Переоформите в CSV с двумя столбцами, «текст» и «ответ», только записи, которые начинаются со строки, содержащей «Can you confirm whether any blue», и заканчиваются строкой с «xmin=190 ymin=140 xmax=198 ymax=155» включительно. Каждой паре из текста и ответа отведите одну строку CSV, каждое значение заключите в кавычки, а переносы строк внутри значений замените пробелами.

Имеющиеся записи:
== == ==

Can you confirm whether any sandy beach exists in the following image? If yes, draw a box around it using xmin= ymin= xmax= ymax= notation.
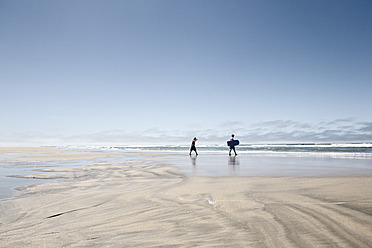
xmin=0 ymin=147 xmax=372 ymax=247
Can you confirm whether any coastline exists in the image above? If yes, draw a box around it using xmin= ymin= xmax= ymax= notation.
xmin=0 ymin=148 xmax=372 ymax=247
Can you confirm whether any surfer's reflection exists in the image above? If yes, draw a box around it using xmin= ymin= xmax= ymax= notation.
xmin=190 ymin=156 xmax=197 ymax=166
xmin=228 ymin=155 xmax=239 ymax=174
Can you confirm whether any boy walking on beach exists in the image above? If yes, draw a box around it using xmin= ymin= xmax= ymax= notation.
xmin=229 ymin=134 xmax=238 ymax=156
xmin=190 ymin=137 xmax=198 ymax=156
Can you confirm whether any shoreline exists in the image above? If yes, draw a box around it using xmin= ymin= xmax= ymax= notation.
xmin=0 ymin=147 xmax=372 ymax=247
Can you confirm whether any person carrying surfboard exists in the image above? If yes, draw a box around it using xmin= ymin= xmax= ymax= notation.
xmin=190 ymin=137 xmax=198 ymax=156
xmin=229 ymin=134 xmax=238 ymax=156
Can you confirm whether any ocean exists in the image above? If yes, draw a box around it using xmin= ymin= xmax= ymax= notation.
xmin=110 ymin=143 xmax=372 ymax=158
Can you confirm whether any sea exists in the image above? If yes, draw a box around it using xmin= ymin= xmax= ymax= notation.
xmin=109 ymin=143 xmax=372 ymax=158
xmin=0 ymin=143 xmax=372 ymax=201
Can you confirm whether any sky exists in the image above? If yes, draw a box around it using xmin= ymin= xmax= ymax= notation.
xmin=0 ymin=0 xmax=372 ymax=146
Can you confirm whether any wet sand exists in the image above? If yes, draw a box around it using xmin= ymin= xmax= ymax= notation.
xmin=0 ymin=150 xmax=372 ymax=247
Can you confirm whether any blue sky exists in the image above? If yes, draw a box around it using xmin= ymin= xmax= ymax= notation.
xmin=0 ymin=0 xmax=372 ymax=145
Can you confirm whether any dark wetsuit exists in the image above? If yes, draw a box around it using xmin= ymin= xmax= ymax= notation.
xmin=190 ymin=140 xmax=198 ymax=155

== == ==

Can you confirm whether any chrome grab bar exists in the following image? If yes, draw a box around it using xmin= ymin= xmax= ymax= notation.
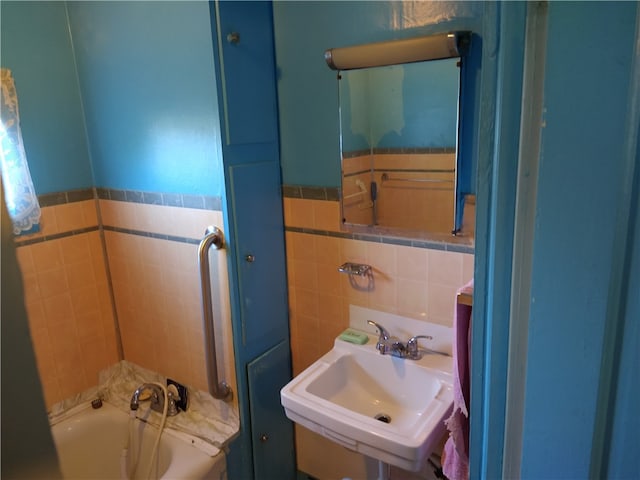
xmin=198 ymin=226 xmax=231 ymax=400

== == ==

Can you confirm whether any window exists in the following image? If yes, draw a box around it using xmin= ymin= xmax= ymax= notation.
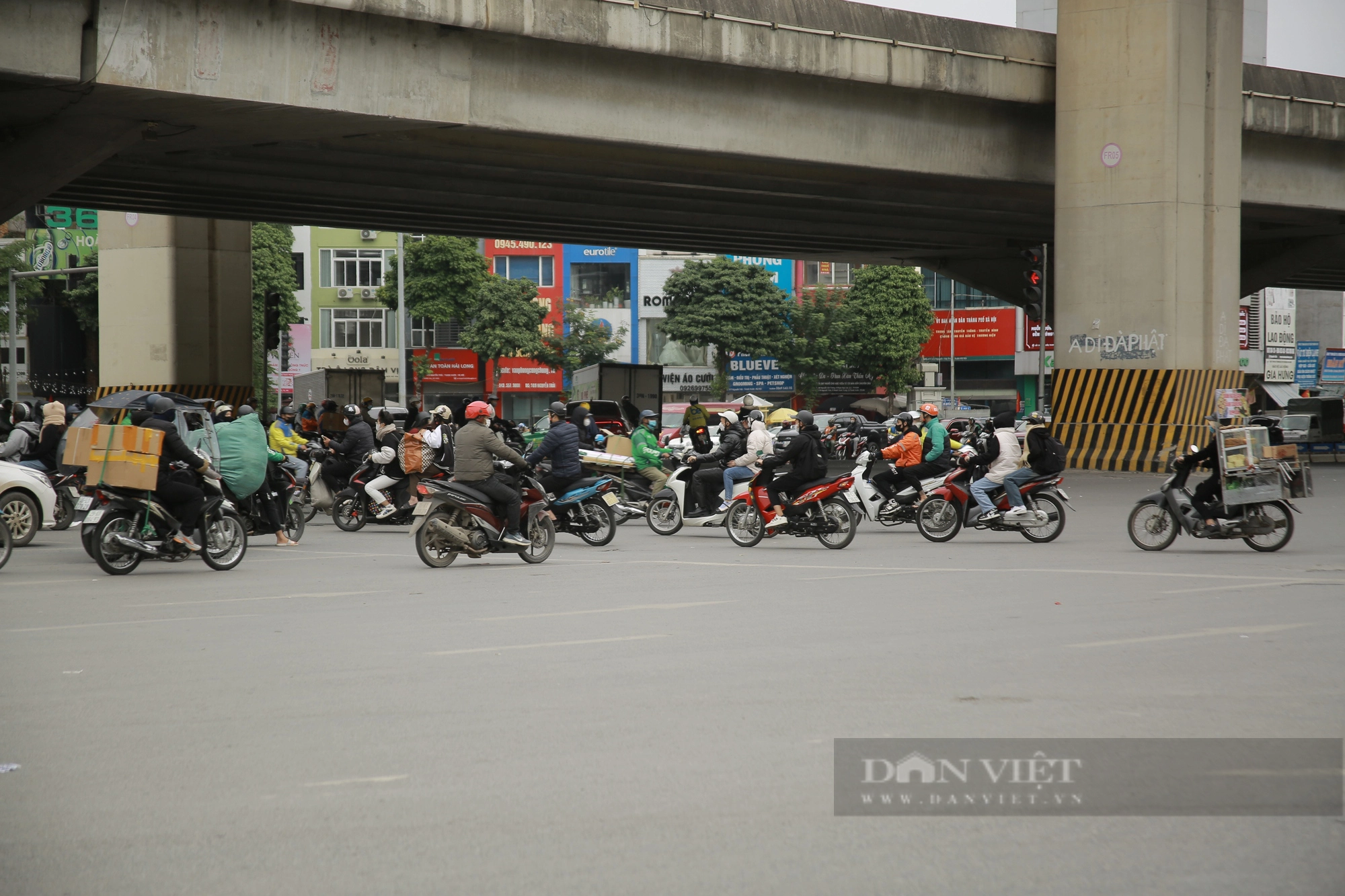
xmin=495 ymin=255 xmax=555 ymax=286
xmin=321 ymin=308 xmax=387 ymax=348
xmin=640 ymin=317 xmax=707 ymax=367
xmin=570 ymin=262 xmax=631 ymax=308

== == ==

Итоговый ответ:
текст,ответ
"Can you confirm whether any blue sky exists in the image above? If yes, draw a box around it using xmin= ymin= xmax= ymax= notation.","xmin=0 ymin=0 xmax=372 ymax=145"
"Can you confirm whether any dark wetsuit exists in the image above? If yes, draw a box around it using xmin= ymin= xmax= ymax= notation.","xmin=190 ymin=140 xmax=198 ymax=155"